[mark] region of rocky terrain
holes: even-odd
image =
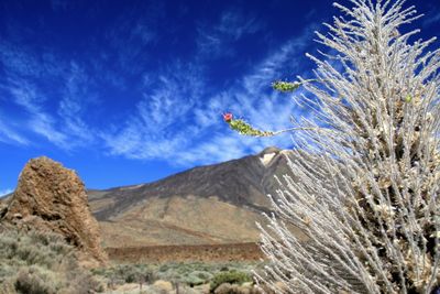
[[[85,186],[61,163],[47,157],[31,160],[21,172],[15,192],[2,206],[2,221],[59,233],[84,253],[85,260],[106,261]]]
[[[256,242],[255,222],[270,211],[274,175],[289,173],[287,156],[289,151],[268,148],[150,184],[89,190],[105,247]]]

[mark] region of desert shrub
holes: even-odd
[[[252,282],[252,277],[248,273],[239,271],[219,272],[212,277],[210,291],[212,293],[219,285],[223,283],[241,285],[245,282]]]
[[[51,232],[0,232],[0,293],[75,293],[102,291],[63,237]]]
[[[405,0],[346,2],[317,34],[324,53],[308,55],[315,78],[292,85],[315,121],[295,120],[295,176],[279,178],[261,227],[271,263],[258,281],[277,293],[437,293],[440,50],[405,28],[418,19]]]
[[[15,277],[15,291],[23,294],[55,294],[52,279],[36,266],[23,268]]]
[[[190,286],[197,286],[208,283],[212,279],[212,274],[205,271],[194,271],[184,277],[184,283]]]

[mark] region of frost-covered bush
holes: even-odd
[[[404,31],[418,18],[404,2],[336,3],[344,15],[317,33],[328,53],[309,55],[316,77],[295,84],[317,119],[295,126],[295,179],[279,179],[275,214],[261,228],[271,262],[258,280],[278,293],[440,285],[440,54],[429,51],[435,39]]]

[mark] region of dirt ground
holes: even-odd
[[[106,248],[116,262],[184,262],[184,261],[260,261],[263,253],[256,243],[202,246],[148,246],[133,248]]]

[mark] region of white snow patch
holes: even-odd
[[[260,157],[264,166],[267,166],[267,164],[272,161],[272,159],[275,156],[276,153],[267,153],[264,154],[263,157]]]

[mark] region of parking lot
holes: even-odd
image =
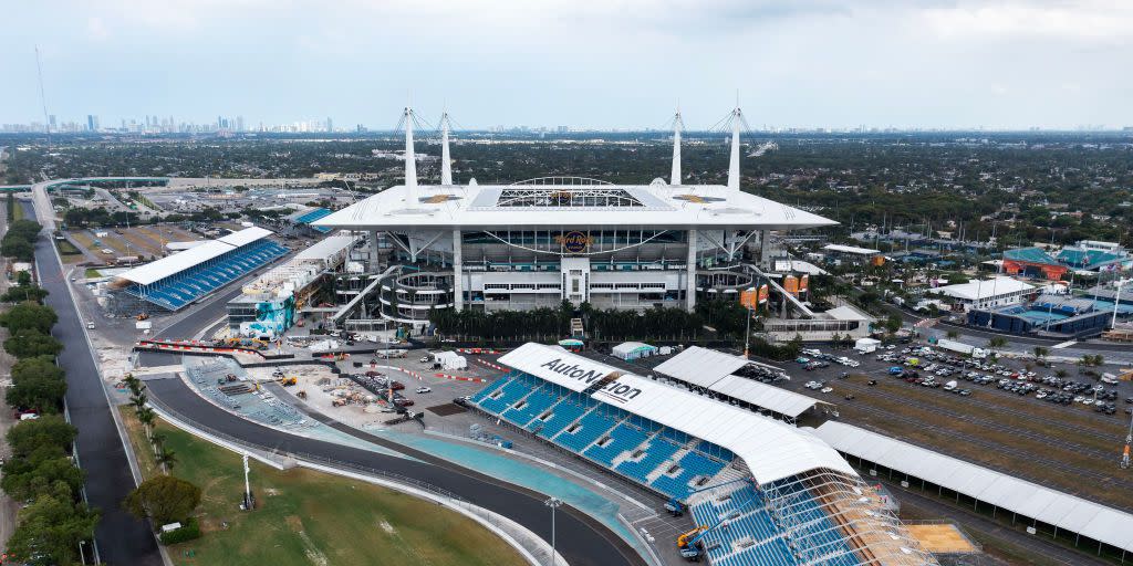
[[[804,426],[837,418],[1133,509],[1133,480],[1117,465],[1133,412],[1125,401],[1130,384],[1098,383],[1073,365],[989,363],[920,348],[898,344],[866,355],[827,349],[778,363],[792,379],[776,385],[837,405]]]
+--
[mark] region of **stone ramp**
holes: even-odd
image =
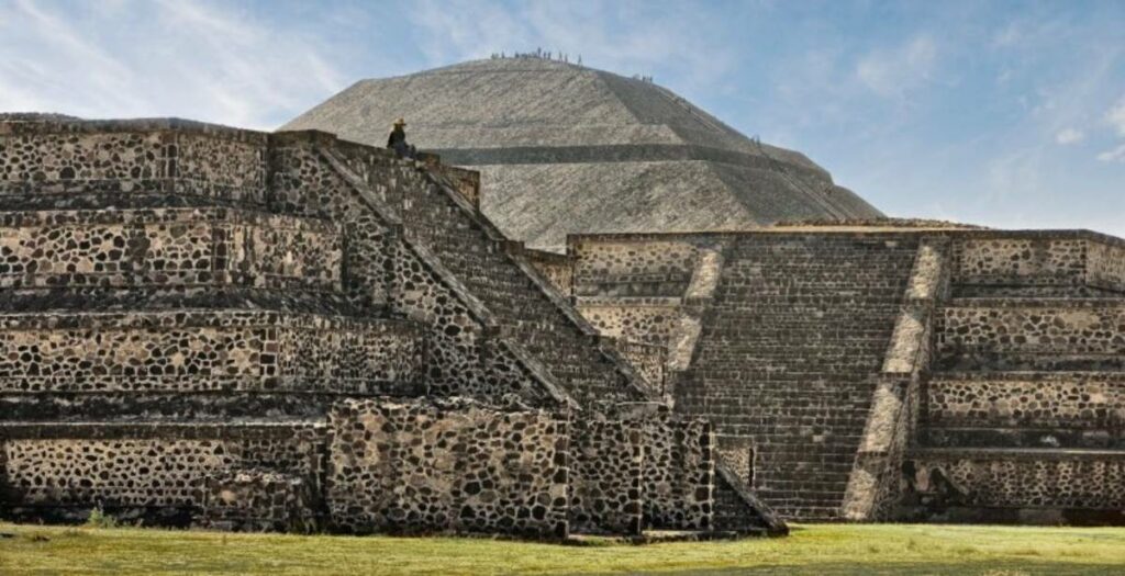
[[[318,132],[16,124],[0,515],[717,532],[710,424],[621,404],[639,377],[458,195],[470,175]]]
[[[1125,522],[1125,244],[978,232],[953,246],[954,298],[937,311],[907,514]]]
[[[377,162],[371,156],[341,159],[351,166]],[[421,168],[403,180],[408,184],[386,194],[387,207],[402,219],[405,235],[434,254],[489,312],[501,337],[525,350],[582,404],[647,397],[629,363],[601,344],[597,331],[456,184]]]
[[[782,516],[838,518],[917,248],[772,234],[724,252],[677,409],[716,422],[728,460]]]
+--
▸ **Directions for this task**
Copy, in full, every line above that contains the string "mark".

▸ **Exercise result**
[mark] region of rocky terrain
[mark] region of desert shrub
[mark] region of frost-covered bush
[mark] region of dirt ground
[mark] region of white snow patch
[mark] region of parking lot
[mark] region of **stone ramp**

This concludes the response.